# clearfork reservoir



## flippin fool (Apr 3, 2006)

anyone been to clearfork reservoir lately?


----------



## Burks (Jun 22, 2011)

Yup. Been there about 5 times over the past two weeks (I like less than 15 minutes away).

Muskie are hitting fairly well. We've caught about a dozen on shallow diving minnow lures and jerkbaits. This is in 3-6ft of water, shore casting. Smallest was 30", largest 46.5".

Couple small white bass too, but nothing too exciting.

We don't have a boat so no boat fishing there. We'll be trying for cats possibly Monday (unless it rains like crazy).

Sorry I can't be of more help.


----------



## awal51 (Jun 28, 2011)

I live within 15 minutes of Clearfork also and I have been up there a decent amount in the past 2 weeks. I have only been fishing for bass up there and been doing well lately. Been catching the majority of the fish around the small islands out in the middle of the lake, but anywhere around the weed beds and you will find them. Anywhere from 12"-18"ers, mainly on a 4" crazy leg cigger crawl, but my old man has caught a few on spinners...Heading out tomorrow to find the :B if the weather is permitting...


----------



## Burks (Jun 22, 2011)

Just got back less than a hour ago from some muskie fishing (again, from shore).

Landed a nice 34" and then a 40" that weighed in at 22lbs. I'll post pictures tomorrow.

Both were caught on a $15 Dick's Sporting Goods special (Samurai rod/reel, light/medium), 14lb Spiderwire (over a 10 year old spool).Darn good fight on lighter tackle.


----------



## MDBuckeye (Sep 29, 2009)

That's pretty sweet for muskie that big.
I would be surprised if your gear held up to much bigger fish though.

Congrats on the nice catch!


----------



## OhioAngler614 (Feb 18, 2011)

Hey Burks, if you don't mind could you PM me good shoreline fishing access at clearfork. I have been looking into going there to do some muskie fishing and don't have a boat either. It would kind of be a drive for me but that doesn't bother me. Thanks in advance.

Ben


----------



## fishingredhawk (Apr 14, 2004)

Scott, haven't been there recently, but I know it is taking a LOT of weight to win the tournaments. Get out there with a deep crank and hit those humps.


----------



## Burks (Jun 22, 2011)

MDBuckeye said:


> That's pretty sweet for muskie that big.
> I would be surprised if your gear held up to much bigger fish though.
> 
> Congrats on the nice catch!

Exercises to complete.
[A] Update the Clearfork reservoir thread between "We don't have" and "weather is permitting...", inclusive, replacing "cats" with "catfish" throughout that span.
[B] Decide whether each statement below agrees with the Clearfork reservoir thread, answering yes or no and quoting the deciding words: (i) Burks caught the muskie in shallow water while fishing from shore. (ii) awal51 has been fishing mainly for muskie at Clearfork. (iii) Burks's first muskie on the later outing measured 34 inches.

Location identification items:
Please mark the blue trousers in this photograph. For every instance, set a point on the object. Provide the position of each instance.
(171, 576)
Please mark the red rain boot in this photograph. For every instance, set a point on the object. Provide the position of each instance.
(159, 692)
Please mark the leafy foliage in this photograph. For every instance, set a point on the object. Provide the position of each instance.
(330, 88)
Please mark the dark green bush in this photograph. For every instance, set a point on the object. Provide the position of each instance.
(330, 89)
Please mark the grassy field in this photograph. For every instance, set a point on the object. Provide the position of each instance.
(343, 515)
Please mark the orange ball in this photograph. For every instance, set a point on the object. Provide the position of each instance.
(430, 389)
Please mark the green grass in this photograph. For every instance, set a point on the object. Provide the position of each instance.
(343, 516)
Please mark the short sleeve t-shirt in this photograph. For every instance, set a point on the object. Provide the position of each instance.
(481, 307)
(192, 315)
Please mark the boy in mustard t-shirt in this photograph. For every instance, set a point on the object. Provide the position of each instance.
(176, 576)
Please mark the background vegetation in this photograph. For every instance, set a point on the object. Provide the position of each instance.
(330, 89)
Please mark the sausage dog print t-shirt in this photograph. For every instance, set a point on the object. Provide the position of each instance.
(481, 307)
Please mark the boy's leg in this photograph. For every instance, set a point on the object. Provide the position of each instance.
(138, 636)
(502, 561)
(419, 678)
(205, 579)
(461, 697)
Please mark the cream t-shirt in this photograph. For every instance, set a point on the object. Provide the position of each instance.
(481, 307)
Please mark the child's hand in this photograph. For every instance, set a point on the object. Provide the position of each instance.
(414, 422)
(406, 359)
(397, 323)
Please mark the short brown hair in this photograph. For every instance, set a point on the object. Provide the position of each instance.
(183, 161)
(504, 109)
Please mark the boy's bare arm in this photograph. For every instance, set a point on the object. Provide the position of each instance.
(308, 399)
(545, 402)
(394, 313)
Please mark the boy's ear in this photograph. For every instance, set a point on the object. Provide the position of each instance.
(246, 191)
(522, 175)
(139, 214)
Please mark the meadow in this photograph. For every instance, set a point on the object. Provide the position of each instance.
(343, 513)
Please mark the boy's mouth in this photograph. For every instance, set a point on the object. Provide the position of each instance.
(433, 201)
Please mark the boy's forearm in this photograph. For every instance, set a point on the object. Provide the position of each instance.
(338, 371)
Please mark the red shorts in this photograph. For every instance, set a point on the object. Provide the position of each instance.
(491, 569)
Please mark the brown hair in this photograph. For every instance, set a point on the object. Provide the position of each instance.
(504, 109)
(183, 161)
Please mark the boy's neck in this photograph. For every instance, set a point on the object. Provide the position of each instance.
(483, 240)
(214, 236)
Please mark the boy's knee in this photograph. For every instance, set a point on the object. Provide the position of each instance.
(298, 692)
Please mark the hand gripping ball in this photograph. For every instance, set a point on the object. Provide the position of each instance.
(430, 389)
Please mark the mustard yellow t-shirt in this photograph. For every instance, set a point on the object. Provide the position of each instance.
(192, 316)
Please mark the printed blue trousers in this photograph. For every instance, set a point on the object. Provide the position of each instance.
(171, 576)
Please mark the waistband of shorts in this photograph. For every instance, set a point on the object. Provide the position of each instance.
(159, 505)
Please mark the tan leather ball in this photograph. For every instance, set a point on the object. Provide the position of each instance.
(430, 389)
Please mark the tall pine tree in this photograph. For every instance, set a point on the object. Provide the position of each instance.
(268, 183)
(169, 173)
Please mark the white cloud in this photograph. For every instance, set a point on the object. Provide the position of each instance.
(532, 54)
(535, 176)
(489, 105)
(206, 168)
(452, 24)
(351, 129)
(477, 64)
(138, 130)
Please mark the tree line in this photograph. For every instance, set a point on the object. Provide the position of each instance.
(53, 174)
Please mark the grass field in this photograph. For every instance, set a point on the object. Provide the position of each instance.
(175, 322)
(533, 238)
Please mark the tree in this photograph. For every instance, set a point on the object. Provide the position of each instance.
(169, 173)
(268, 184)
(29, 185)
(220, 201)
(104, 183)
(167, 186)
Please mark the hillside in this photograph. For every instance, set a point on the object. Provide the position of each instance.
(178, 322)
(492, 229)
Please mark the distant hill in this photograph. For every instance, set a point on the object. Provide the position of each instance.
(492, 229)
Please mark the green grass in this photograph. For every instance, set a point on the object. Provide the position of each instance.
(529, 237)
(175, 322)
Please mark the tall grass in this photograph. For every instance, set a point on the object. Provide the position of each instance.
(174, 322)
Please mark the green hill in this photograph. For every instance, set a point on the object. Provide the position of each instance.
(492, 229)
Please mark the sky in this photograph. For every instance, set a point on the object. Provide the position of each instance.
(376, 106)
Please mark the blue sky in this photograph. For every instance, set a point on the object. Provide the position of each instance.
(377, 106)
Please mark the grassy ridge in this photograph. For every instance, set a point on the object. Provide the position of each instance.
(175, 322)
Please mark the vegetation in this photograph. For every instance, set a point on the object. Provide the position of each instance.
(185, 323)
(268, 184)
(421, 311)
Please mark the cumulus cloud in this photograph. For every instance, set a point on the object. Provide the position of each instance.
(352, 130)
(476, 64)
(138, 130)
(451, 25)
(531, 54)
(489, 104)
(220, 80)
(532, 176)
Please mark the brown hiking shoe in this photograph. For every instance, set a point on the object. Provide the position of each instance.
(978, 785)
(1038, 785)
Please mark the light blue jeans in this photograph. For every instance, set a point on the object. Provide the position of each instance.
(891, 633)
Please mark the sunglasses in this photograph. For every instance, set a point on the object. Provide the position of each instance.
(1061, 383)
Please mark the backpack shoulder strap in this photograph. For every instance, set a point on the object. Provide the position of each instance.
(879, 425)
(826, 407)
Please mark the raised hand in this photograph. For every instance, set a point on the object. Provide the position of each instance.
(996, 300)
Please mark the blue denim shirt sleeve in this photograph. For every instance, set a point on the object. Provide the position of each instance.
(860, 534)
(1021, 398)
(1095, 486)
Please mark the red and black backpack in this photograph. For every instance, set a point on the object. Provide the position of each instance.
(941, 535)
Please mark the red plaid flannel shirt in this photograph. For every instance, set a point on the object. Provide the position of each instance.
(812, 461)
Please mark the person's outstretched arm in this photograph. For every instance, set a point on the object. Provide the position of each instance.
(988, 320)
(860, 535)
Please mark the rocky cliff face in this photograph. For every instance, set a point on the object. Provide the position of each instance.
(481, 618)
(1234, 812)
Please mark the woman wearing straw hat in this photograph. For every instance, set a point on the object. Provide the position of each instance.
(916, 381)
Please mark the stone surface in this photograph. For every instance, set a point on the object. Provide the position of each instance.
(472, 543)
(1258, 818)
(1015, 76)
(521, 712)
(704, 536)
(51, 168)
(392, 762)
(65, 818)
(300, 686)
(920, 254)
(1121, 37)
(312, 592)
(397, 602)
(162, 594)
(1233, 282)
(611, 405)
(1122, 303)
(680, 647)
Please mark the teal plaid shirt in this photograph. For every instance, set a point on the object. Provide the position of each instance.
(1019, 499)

Solutions to the exercise.
[A]
We don't have a boat so no boat fishing there. We'll be trying for catfish possibly Monday (unless it rains like crazy).

Sorry I can't be of more help.


----------



## awal51 (Jun 28, 2011)

I live within 15 minutes of Clearfork also and I have been up there a decent amount in the past 2 weeks. I have only been fishing for bass up there and been doing well lately. Been catching the majority of the fish around the small islands out in the middle of the lake, but anywhere around the weed beds and you will find them. Anywhere from 12"-18"ers, mainly on a 4" crazy leg cigger crawl, but my old man has caught a few on spinners...Heading out tomorrow to find the :B if the weather is permitting...

[B]
(i) Yes: "This is in 3-6ft of water, shore casting."
(ii) No: "I have only been fishing for bass up there"
(iii) Yes: "Landed a nice 34" and then a 40" that weighed in at 22lbs."